-- JOB --
Please continue the article about Advanced Micro Devices' slipping fundamentals, starting right after its last sentence.

-- PROVIDED TEXT --
******************************

Fundamentals Going Down the Drain for This Semiconductor Player

Masam is a member of The Motley Fool Blog Network -- entries represent the personal opinion of the blogger and are not formally edited.

Advanced Micro Devices (NYSE: AMD), for sure, is losing its ground. This is why it is being recommended as a short by literally every other sell-side company out there. The company is announcing its earnings today, after market close. What needs to be seen is how adversely fundamentals of the company have been affected and how its peers are performing in the market.

Fundamental Expectations

The PC market did not have its typical seasonal strength during the fourth quarter (up 1% Q/Q, down 7% Y/Y) and there are few signs of demand from Chinese New Year. The 4Q forecasts include revenue down 10% sequentially versus AMD’s guidance for a 9% decline. The quarter will be messy with $80 million of charges for restructuring and $215 million for the new wafer supply agreement. The EBITDA forecast excludes these charges. The forecasts are as follows:

– 4Q Estimates: $1,142 million sales; negative $2 million EBITDA

Credit Considerations

Based on the 4Q estimates, AMD total and net leverage will rise to 4.6x and 2.2x, up from 2.9x and 0.8x at 3Q.

******************************

-- SUPPLIED ENTRIES --
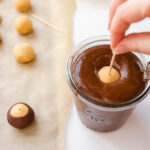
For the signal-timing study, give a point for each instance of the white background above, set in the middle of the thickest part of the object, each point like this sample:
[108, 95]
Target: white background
[91, 19]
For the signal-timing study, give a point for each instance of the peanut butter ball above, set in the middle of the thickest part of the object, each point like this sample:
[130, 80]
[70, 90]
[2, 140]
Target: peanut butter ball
[23, 25]
[20, 115]
[23, 52]
[105, 77]
[22, 5]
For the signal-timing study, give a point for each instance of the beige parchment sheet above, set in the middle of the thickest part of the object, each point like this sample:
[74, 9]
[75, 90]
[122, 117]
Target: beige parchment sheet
[40, 83]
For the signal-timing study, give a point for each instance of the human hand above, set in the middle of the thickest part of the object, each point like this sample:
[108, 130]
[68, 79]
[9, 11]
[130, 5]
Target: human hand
[122, 14]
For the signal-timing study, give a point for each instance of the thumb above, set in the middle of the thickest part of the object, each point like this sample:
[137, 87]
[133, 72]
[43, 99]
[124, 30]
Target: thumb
[137, 42]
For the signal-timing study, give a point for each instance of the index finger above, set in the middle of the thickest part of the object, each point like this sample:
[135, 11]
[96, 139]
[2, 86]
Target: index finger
[127, 13]
[113, 7]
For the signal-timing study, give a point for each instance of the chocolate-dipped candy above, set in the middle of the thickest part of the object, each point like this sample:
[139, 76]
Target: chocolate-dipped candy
[20, 115]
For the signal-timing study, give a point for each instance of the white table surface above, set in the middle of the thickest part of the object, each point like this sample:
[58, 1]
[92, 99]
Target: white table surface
[91, 18]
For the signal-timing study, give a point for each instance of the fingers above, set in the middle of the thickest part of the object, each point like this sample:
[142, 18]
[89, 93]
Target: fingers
[113, 7]
[137, 42]
[127, 13]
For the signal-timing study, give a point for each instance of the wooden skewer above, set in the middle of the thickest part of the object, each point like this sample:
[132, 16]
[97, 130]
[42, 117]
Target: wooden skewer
[47, 23]
[112, 62]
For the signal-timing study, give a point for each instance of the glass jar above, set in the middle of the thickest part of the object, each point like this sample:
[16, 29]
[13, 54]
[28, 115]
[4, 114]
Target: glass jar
[101, 116]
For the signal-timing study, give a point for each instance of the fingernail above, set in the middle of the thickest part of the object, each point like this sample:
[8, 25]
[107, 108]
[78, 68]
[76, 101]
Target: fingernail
[121, 49]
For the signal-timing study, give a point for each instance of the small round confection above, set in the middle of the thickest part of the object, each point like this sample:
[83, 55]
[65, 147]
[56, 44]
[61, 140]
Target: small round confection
[105, 77]
[20, 115]
[23, 52]
[23, 25]
[22, 5]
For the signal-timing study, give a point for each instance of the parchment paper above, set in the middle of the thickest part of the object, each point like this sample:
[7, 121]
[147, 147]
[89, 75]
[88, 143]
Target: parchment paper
[41, 83]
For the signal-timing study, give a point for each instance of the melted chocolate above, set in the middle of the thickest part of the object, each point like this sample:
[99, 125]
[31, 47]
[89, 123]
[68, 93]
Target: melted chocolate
[129, 86]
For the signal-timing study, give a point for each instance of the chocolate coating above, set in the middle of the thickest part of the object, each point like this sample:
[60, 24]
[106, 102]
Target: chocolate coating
[21, 122]
[129, 86]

******************************

-- EXERCISE OUTPUT --
The PC market accounts for approximately 85% of its sales. It is unknown how disruptive smart phones and tablets will be to the PC market. AMD has introduced new products over the past year, but so far the company has not gained traction in key areas including: smart phones, tablets or servers.

The Street believes that x86 intellectual property and the graphics business are valuable. In fact, this is what attracted Abu Dhabi to take a stake in the company, through the State-owned Mubadala Development Company.

As far as the liquidity is concerned, AMD is expected to burn over $350 million cash in 4Q and nearly $150 million in 1Q, leaving about $960 million cash at March 31 (from $1.48 billion 3Q). Moreover, AMD plans to raise $150-200 million from the sale and lease back of its 58-acre Austin, Texas campus. The company has $1.5 billion secured debt capacity which could bolster liquidity, but subordinate the senior notes. It is to be noted that AMD’s management considers $1.1 billion as the optimal cash reserve to run this company and the company is clearly falling short of it. This might call for the need to tap the capital markets.

Credit Implications

Although AMD credit trades 300bp wide to the technology index, most of the analysts give AMD an underweight (short) rating along with a Neutral rating on AMD's senior notes. To become more positive, the investors would need greater conviction in AMD’s ability to have high-impact products or expectation of a PC market recovery in 2H 2013. To become more negative, they would need to see deterioration in gross margins or believe that AMD will be left out of successful products.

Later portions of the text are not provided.